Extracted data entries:
------------------------

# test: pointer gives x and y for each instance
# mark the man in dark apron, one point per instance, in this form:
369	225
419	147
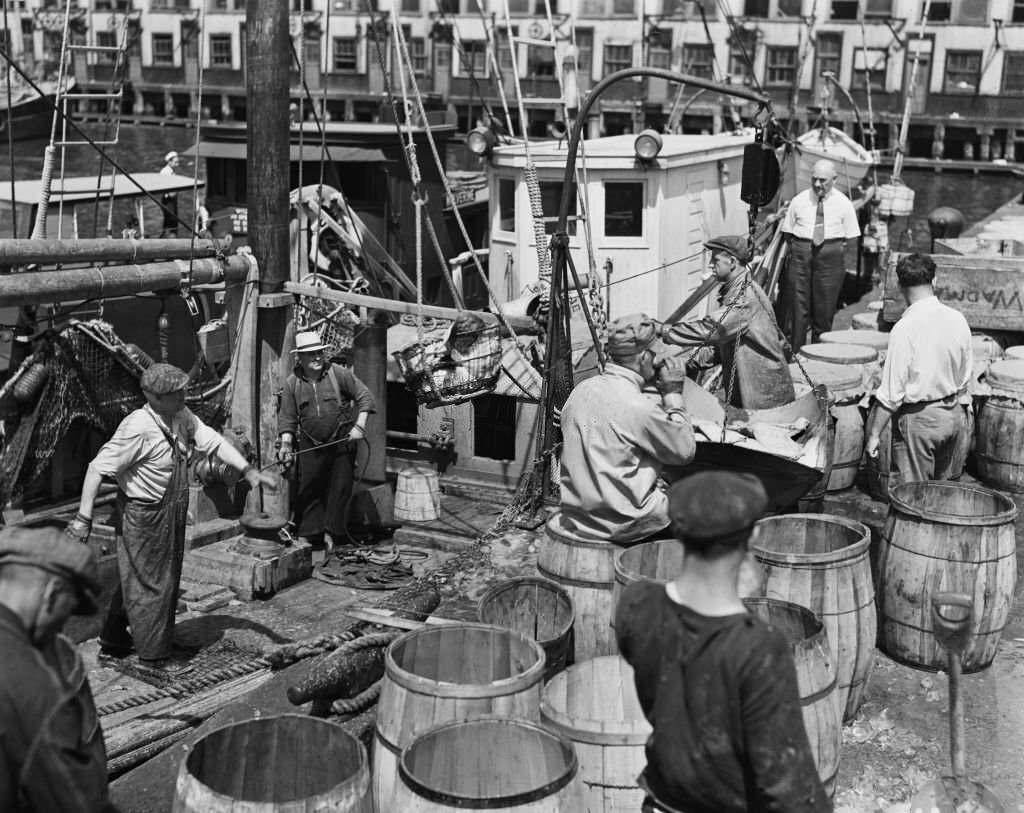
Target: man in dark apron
324	412
148	456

------------------------

▸ WHAT YOU HAVE TO DO:
Turn every line of the listing above into a Markdown table with the columns "Number" and "Record line", and omit any blank lines. Leave the pictures out of your answer.

▸ FINISHED TASK:
| Number | Record line |
|---|---|
| 1 | # test: pointer gives x and y for each instance |
| 2 | # mark the man in dark apron, one point per instance, in this form: |
| 3 | 369	225 |
| 4 | 419	147 |
| 5 | Target: man in dark apron |
| 6 | 324	412 |
| 7 | 148	456 |